Word for word, write out all the entries below, omitting every picture.

DATA RECORDS:
▽
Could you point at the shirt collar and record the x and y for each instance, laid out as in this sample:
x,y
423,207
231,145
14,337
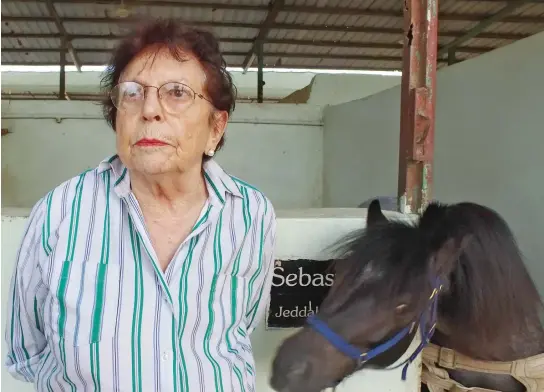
△
FINAL ANSWER:
Could you point at the shirt collar and record the x and y for each instance, laid out as in this sample:
x,y
423,207
231,145
14,337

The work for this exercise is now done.